Passage:
When I install swift correctly, according to the website, I get an error code while trying "swift --version" and there is no error code when I do "swift" it just goes to another line.

This is the error code I got:
compnerd.org Swift version 5.3.1 (swift-5.3.1-RELEASE)
Target: x86_64-unknown-windows-msvc

So how I downloaded it was I got the toolchain, it was an exe file, I run it, it completes without error, then I install the required and reccomended components in visual studio. After that I run the commands to copy the files for the windows installation into the visual studio command prompt, then I type in "swift --version" and that error code pops up.

I am using the stable 5.3.1 and I tried using the Trunk Development snapshots and it still did not work.

That is actually the desired output for swift --version on Windows when installed correctly.
What would you have wanted it to output?
swift on the other hand should open the REPL, but to my understanding it requires additional flags to work.

On Windows, Swift REPL requires the latest version of Python 3 installed, and available in the PATH.

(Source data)
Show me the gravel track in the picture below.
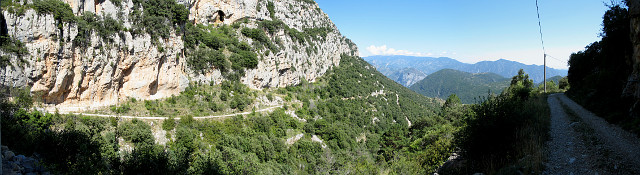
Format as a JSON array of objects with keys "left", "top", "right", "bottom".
[{"left": 543, "top": 94, "right": 640, "bottom": 174}]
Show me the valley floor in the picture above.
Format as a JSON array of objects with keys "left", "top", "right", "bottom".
[{"left": 543, "top": 94, "right": 640, "bottom": 174}]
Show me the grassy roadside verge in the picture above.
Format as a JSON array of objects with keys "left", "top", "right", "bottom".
[{"left": 441, "top": 93, "right": 550, "bottom": 174}]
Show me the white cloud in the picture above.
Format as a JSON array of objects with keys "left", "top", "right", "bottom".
[{"left": 367, "top": 45, "right": 433, "bottom": 56}]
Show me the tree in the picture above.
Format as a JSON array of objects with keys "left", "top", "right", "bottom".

Tasks:
- A) Rewrite the part of the passage about installing Swift on Windows that opens with the words containing "Target: x86_64-unknown-windows-msvc" and closes with "did not work.", replacing "toolchain" with "installer".
- B) Write what comes next in the passage about installing Swift on Windows, picking up after its final sentence.
The data has no connection to the passage about installing Swift on Windows.

Answers provided:
- A)
Target: x86_64-unknown-windows-msvc

So how I downloaded it was I got the installer, it was an exe file, I run it, it completes without error, then I install the required and reccomended components in visual studio. After that I run the commands to copy the files for the windows installation into the visual studio command prompt, then I type in "swift --version" and that error code pops up.

I am using the stable 5.3.1 and I tried using the Trunk Development snapshots and it still did not work.

- B)
Hi @Sourpickle0402

If you want to get started on Windows, you can follow the instructions on swift-setup/README.md at main · pwsacademy/swift-setup · GitHub and swift-setup/README.md at main · pwsacademy/swift-setup · GitHub

That should help you navigate around the known issues.

The symptom of running swift without arguments and it "just goes to another line" is caused by missing the exact version of Python. For Swift 5.3.3 release it requires Python 3.9. Python 3.8 or earlier will not work.

To verify this is the case, type echo %ERRORLEVEL% after running swift. If you get -1073741515, this is 0xc0000135 which is the Windows status STATUS_DLL_NOT_FOUND. What's happening is swift.exe is executing lldb.exe, which is loading a DLL which requires python39.dll to be in your path.

See my post for more details.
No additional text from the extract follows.